>>>>>
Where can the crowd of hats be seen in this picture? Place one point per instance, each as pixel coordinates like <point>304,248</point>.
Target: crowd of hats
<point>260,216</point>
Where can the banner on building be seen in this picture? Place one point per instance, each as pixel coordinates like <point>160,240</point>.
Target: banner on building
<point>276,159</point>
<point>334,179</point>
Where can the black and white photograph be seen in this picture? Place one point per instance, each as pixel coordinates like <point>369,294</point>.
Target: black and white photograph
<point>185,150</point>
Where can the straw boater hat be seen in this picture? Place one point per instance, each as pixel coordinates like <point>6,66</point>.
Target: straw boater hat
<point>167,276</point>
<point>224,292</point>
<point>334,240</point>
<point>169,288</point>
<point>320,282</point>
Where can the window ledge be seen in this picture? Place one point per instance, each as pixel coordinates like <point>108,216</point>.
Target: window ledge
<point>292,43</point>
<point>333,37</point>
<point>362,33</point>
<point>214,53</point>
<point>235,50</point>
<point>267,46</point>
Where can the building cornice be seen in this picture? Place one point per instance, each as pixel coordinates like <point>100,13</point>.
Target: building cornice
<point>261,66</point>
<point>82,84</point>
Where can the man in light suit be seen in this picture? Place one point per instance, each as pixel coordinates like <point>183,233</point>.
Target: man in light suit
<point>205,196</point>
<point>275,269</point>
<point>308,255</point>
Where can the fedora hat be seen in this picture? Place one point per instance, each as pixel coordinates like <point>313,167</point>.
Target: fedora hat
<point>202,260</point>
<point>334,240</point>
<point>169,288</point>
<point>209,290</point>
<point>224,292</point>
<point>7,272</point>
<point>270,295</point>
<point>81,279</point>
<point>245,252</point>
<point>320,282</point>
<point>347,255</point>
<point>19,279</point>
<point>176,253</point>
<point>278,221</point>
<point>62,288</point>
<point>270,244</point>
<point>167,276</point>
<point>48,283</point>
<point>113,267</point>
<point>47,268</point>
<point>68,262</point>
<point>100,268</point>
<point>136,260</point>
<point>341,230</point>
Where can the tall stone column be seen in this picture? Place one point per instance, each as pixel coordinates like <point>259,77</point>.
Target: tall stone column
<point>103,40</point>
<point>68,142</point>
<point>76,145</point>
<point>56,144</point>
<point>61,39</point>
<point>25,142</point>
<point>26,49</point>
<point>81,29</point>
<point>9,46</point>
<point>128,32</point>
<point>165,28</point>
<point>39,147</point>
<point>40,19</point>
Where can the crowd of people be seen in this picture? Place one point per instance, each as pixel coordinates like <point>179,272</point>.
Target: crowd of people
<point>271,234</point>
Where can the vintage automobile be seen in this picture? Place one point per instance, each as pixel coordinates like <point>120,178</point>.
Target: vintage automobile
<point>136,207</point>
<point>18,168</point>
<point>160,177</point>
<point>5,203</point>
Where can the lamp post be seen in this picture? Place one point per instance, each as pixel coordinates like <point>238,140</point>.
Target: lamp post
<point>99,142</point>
<<<<<
_Assignment_
Beginning with the line holding "Where can the banner" and ending with the line holding "Where can the window", write out the stretch of material above exactly; add no further lines.

_The completed task_
Where can the banner on building be seen in this picture? Place one point per instance, each as pixel coordinates like <point>160,240</point>.
Target: banner on building
<point>276,159</point>
<point>334,179</point>
Where can the black and white photograph be seen in this picture? Place one point per instance, each as pixel coordinates like <point>369,294</point>.
Target: black and white photograph
<point>185,150</point>
Where can the straw boater hat be seen in this picture? Place one point per instance, each as pixel coordinates like <point>6,66</point>.
Target: straw boater hat
<point>167,276</point>
<point>224,292</point>
<point>334,240</point>
<point>169,288</point>
<point>320,282</point>
Where can the window ledge be seen in this picture? Place one point per instance, each as pixel coordinates like <point>108,216</point>.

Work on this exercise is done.